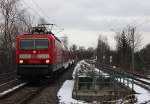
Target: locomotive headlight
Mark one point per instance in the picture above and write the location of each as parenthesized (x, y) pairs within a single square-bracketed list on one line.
[(21, 61), (43, 55), (47, 61), (25, 56)]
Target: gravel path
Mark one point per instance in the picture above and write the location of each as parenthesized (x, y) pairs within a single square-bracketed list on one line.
[(49, 95)]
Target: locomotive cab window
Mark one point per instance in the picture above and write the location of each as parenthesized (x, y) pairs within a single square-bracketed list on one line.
[(41, 43), (27, 44)]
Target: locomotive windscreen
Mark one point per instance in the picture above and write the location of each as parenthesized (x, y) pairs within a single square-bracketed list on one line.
[(28, 44)]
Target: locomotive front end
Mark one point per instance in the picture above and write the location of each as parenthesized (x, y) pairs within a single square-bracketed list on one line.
[(33, 56)]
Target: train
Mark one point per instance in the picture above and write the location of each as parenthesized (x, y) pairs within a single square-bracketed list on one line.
[(40, 54)]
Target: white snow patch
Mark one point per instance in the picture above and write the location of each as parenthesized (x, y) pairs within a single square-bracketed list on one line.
[(12, 89), (65, 94)]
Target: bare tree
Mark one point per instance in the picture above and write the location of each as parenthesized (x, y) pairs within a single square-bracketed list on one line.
[(103, 50), (14, 20)]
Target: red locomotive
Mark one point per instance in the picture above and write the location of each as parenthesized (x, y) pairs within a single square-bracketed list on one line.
[(40, 54)]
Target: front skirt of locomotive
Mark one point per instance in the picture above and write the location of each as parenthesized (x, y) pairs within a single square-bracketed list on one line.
[(34, 71)]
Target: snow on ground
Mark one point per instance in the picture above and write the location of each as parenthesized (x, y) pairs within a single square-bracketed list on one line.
[(12, 89), (65, 94)]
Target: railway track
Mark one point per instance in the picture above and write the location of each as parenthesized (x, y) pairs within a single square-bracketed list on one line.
[(22, 95), (141, 80)]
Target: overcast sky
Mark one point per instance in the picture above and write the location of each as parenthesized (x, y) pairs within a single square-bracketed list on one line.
[(84, 20)]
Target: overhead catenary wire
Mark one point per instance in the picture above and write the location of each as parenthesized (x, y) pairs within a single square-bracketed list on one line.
[(48, 18), (43, 14)]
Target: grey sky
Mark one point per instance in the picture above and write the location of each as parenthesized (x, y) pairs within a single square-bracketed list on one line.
[(84, 20)]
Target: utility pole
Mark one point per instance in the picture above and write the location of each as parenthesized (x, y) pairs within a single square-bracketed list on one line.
[(132, 34)]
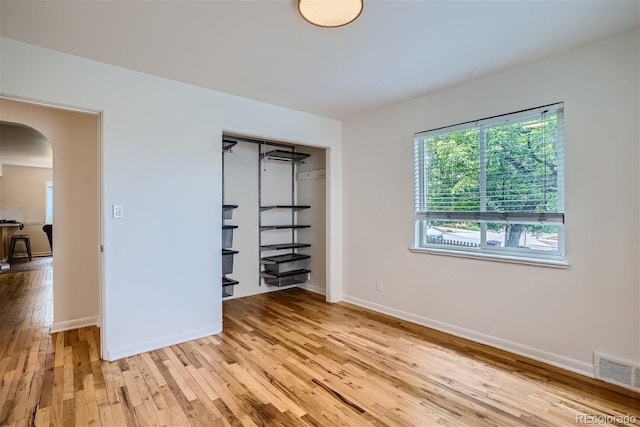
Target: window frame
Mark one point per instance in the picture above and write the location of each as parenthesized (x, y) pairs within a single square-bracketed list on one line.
[(555, 258)]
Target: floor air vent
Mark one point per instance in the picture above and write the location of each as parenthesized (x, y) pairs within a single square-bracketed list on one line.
[(617, 372)]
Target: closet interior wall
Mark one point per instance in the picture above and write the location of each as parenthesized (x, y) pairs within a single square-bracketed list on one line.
[(244, 176)]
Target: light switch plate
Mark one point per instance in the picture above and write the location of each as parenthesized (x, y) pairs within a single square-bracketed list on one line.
[(118, 211)]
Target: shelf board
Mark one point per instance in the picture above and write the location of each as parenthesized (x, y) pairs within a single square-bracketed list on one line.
[(226, 281), (285, 156), (280, 246), (279, 259), (282, 227), (294, 207), (228, 144), (285, 279), (285, 274)]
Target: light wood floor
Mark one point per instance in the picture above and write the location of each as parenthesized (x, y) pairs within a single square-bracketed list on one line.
[(284, 359)]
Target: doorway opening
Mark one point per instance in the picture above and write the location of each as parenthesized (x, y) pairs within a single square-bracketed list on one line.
[(74, 207)]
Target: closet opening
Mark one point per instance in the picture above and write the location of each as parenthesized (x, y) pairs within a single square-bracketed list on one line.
[(273, 216)]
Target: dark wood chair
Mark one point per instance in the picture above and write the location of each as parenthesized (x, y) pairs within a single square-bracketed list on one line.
[(24, 238), (48, 228)]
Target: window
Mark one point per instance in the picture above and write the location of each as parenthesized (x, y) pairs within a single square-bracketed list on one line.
[(49, 203), (493, 187)]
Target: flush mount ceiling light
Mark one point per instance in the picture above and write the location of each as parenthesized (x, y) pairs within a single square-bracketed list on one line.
[(330, 13)]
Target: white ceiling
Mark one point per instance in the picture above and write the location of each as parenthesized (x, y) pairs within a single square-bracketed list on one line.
[(264, 50)]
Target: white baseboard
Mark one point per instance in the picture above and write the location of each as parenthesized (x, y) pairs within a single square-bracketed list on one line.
[(130, 350), (67, 325), (313, 288), (553, 359)]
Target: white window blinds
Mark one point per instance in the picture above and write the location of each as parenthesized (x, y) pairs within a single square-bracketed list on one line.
[(507, 169)]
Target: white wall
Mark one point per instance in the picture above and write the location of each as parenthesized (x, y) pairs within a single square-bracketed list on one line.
[(312, 192), (161, 160), (557, 315)]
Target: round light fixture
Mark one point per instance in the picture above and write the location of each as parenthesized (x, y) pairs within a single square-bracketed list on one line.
[(330, 13)]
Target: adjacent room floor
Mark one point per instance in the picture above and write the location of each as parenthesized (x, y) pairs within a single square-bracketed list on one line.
[(285, 358)]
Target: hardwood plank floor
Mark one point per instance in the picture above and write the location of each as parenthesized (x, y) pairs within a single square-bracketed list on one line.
[(284, 359)]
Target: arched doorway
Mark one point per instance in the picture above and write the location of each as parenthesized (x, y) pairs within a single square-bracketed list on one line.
[(26, 185), (75, 140)]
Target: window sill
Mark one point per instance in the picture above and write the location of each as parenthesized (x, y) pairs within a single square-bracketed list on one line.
[(494, 257)]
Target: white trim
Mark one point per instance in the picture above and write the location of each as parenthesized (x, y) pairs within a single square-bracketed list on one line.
[(67, 325), (154, 344), (552, 359), (539, 262)]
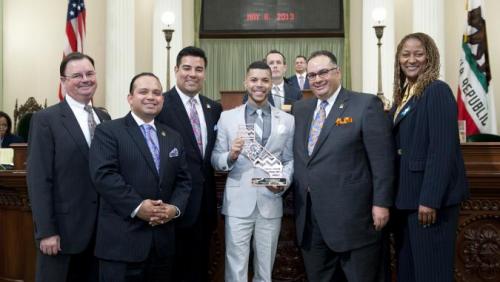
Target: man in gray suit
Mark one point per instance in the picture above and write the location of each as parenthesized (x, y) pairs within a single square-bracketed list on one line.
[(252, 210), (62, 196), (343, 163)]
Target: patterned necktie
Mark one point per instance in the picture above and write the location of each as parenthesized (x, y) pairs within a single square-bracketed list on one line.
[(152, 139), (301, 82), (277, 97), (195, 123), (258, 126), (316, 126), (90, 121)]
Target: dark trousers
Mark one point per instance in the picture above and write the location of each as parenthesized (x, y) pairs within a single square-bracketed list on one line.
[(426, 254), (325, 265), (192, 245), (82, 267), (153, 269)]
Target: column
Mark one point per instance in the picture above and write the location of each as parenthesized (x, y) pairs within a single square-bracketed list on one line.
[(370, 48), (120, 54), (428, 17), (159, 43)]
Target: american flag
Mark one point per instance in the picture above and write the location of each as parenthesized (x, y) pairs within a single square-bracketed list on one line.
[(75, 30)]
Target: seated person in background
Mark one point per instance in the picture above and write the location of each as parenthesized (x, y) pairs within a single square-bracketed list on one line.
[(6, 136)]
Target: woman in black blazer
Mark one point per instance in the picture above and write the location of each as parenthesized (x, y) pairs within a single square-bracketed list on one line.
[(6, 137), (431, 175)]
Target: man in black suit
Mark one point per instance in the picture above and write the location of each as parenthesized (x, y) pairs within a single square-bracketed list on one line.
[(197, 125), (282, 92), (139, 169), (344, 173), (299, 79), (63, 199)]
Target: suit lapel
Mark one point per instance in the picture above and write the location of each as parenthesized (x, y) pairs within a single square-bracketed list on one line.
[(406, 110), (181, 113), (209, 122), (341, 103), (136, 134), (69, 122), (275, 122), (164, 144)]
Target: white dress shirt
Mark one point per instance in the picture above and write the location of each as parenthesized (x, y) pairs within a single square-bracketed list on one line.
[(82, 116), (201, 115)]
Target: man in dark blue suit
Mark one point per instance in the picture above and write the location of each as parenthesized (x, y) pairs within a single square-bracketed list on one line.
[(62, 196), (283, 94), (299, 79), (139, 169), (194, 229), (343, 175)]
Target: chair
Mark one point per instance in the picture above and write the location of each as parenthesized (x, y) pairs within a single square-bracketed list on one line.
[(22, 116), (483, 138)]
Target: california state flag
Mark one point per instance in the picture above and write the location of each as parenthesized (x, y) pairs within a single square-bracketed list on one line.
[(475, 97)]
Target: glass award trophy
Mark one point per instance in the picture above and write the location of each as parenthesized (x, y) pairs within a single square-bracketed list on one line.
[(261, 158)]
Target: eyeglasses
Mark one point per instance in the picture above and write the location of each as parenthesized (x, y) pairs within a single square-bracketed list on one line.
[(80, 76), (322, 73)]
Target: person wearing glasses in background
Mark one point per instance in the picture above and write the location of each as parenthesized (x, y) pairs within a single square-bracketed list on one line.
[(63, 198), (6, 136), (344, 174)]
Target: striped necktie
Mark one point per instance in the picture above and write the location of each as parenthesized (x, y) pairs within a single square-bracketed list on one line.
[(195, 123), (259, 126), (316, 126), (90, 121), (152, 140)]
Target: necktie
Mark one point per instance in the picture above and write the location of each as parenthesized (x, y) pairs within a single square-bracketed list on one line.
[(316, 126), (301, 82), (259, 126), (90, 121), (195, 123), (152, 139), (277, 97)]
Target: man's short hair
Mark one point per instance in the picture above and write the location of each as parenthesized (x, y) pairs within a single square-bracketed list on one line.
[(258, 65), (73, 57), (131, 88), (274, 51), (324, 53), (191, 51)]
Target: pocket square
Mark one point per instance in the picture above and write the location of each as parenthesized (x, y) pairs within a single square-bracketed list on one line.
[(174, 153), (343, 120)]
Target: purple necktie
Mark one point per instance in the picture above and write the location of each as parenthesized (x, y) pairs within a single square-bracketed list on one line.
[(195, 123), (152, 139), (316, 126)]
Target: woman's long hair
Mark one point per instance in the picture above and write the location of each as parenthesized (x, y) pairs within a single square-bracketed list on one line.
[(431, 68)]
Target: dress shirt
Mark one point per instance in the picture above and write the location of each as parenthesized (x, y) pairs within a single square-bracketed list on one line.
[(140, 122), (201, 115), (251, 116), (330, 100), (82, 116), (279, 97)]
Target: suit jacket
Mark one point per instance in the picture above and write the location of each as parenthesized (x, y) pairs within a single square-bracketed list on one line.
[(9, 139), (240, 196), (175, 116), (294, 81), (430, 164), (124, 174), (350, 169), (292, 95), (62, 196)]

..............................

:: EXERCISE DETAILS ::
Every line of the records above where the string "chair" is found should be copied.

:: ANSWER AREA ::
Target: dark wood chair
Target: chair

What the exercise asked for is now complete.